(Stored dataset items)

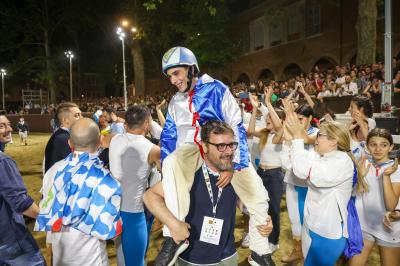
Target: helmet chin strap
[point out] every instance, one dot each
(190, 78)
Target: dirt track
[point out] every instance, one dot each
(29, 159)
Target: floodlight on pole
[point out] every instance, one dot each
(121, 34)
(3, 73)
(70, 55)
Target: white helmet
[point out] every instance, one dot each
(179, 56)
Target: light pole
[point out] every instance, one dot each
(122, 36)
(3, 73)
(70, 55)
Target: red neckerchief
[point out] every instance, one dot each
(196, 119)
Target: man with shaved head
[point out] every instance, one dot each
(57, 148)
(81, 201)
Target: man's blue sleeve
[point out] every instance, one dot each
(12, 188)
(168, 137)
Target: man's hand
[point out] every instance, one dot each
(224, 179)
(265, 229)
(180, 231)
(391, 217)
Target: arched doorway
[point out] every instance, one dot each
(291, 71)
(324, 64)
(226, 81)
(353, 60)
(243, 78)
(266, 75)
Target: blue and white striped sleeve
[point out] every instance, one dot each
(233, 117)
(168, 137)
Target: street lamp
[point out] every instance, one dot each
(70, 55)
(121, 34)
(3, 73)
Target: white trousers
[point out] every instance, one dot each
(292, 203)
(178, 174)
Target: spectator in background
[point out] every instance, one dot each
(81, 202)
(116, 123)
(396, 82)
(17, 246)
(349, 87)
(317, 82)
(23, 129)
(340, 79)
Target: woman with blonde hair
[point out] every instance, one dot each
(329, 170)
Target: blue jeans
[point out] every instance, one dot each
(273, 183)
(21, 252)
(134, 237)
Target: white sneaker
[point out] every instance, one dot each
(273, 247)
(245, 240)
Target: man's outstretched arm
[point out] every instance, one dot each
(154, 200)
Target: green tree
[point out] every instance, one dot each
(203, 26)
(366, 31)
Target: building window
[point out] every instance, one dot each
(275, 33)
(295, 24)
(245, 43)
(313, 20)
(257, 32)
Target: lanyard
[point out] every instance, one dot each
(208, 184)
(379, 166)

◆ **WORK REQUEST**:
Among the lines above, find those with the string "white" and copy them.

◆ **OUTPUT FOR THIS EXERCISE**:
Target: white helmet
Target: blue and white striped sleeve
Target: white trousers
Target: white sneaker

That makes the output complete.